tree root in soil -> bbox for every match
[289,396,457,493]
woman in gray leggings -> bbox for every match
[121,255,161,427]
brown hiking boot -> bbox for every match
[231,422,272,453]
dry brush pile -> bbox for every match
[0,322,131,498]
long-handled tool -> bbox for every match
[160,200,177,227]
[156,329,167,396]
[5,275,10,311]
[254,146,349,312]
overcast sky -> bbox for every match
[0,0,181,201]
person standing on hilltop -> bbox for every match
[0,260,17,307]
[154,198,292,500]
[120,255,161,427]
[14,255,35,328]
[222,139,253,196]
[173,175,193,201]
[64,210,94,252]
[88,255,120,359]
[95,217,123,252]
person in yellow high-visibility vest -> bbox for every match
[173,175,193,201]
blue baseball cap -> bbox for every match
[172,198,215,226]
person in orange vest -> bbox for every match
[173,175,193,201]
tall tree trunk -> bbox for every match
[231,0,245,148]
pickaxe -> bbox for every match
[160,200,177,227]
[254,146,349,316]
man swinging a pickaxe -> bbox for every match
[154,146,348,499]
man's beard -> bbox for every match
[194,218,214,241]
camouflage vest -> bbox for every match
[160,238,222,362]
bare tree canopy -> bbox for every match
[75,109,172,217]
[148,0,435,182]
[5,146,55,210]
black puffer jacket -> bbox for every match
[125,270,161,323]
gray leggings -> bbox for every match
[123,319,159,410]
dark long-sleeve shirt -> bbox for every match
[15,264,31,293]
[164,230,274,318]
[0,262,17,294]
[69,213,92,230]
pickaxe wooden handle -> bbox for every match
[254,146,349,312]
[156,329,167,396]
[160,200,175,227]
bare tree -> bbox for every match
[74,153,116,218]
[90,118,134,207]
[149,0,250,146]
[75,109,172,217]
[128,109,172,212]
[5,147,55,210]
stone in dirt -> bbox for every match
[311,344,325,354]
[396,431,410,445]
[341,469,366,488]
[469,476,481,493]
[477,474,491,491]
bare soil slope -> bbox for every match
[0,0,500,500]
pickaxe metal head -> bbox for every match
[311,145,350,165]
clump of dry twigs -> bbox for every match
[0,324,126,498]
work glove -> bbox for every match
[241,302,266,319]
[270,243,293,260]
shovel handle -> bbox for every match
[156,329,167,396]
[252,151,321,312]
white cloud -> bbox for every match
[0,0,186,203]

——

- Stated problem
Rewrite the records from the line with "long-handled tool -> bbox for every match" to the line with "[160,238,222,362]", putting "mattock" in place of "pickaxe" and leaving everything else as it stands.

- Reply to the task
long-handled tool -> bbox for every match
[160,200,177,227]
[156,329,167,396]
[5,275,10,311]
[254,146,349,312]
overcast sky -> bbox for every match
[0,0,181,201]
person standing on hilltop -> bbox for every match
[0,260,17,307]
[154,198,292,500]
[120,255,161,427]
[14,255,35,328]
[222,139,253,196]
[173,175,193,201]
[64,210,94,252]
[88,255,120,359]
[95,217,123,252]
person in yellow high-visibility vest -> bbox for every match
[173,175,193,201]
blue baseball cap -> bbox for every match
[172,198,215,226]
person in orange vest -> bbox for every match
[173,175,193,201]
tall tree trunk -> bbox for every match
[231,0,245,148]
mattock -> bbox for every match
[160,200,177,227]
[254,146,349,316]
man swinging a mattock -> bbox for every match
[154,146,348,499]
man's beard -> bbox for every match
[194,218,214,241]
camouflage vest -> bbox for every match
[160,238,222,362]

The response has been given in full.